── Listed records

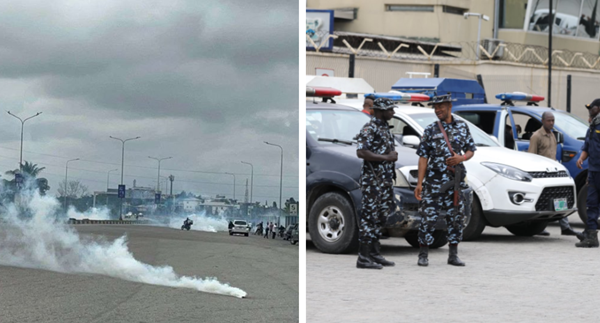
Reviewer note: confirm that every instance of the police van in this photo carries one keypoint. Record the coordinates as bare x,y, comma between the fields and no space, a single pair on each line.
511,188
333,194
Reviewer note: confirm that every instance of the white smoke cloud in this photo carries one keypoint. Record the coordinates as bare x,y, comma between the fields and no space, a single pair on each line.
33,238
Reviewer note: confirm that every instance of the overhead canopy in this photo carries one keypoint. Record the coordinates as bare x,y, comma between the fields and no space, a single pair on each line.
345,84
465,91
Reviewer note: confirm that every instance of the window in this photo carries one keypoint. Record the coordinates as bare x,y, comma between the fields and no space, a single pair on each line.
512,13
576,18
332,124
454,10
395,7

────
── Listed records

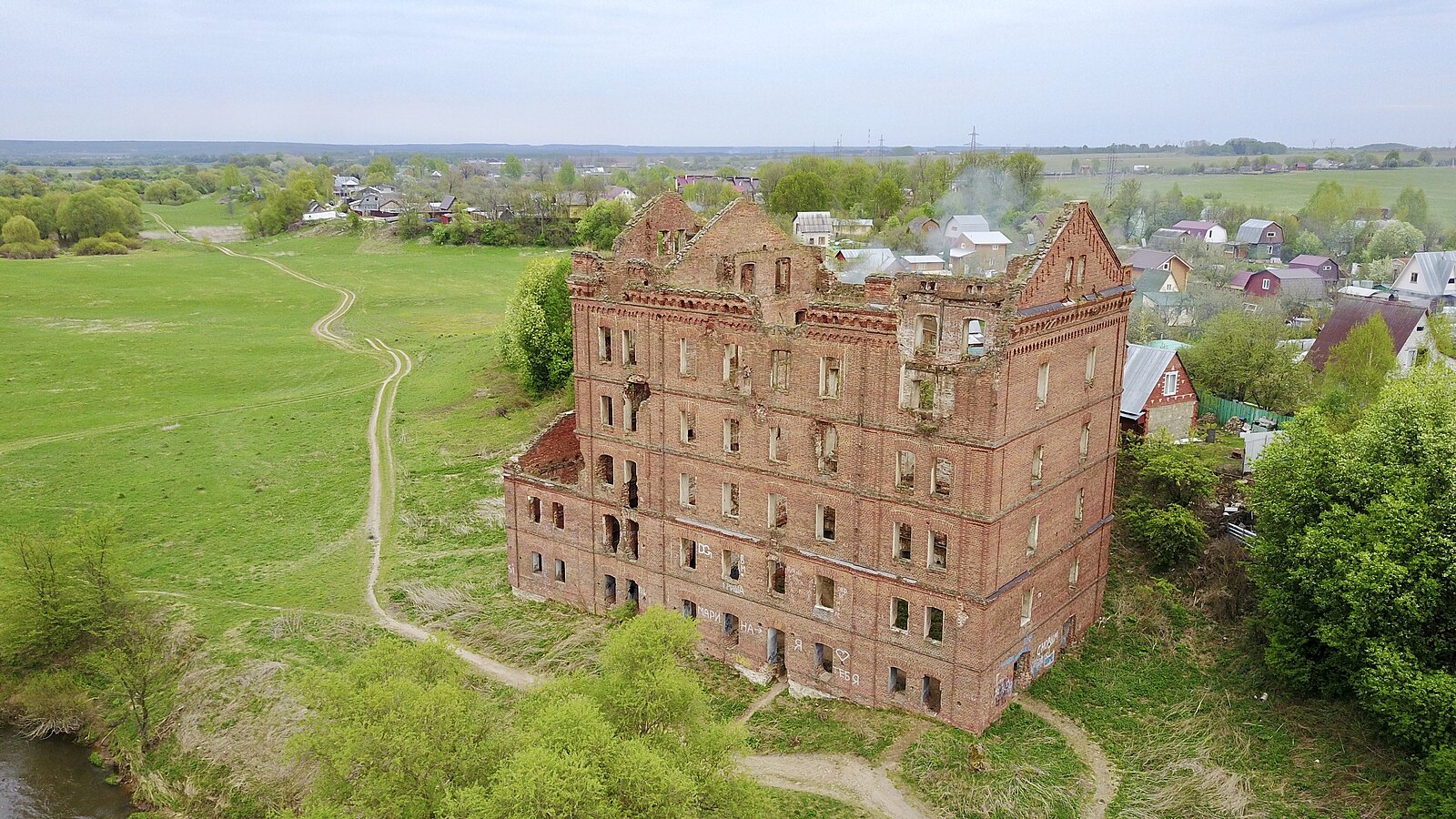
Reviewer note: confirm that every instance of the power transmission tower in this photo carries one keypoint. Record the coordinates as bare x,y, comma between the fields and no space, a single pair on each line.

────
── Listed records

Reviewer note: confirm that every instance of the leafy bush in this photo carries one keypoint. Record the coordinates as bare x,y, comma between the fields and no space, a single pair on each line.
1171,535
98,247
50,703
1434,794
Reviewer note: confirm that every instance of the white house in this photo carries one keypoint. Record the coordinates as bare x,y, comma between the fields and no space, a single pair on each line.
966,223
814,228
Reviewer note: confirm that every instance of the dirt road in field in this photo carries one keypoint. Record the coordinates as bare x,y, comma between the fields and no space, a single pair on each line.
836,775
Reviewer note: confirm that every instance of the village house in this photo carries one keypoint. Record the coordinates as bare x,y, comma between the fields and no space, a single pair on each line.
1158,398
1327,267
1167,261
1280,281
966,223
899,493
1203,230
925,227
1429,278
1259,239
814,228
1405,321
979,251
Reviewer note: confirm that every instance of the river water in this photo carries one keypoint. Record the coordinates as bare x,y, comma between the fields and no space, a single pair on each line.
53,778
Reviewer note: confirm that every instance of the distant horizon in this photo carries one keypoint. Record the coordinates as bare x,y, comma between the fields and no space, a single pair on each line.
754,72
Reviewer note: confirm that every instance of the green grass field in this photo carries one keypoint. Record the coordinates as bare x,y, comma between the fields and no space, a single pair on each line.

────

Exercise prompt: Which lines in the material above contain the word "green"? Copy each of them in full.

Output below:
Reviewer note: confirm that every instance of the green grass field in this photo carries one keypoint. Record the coordinates as bare x,y, comma between the fields and no space, a single pair on each line.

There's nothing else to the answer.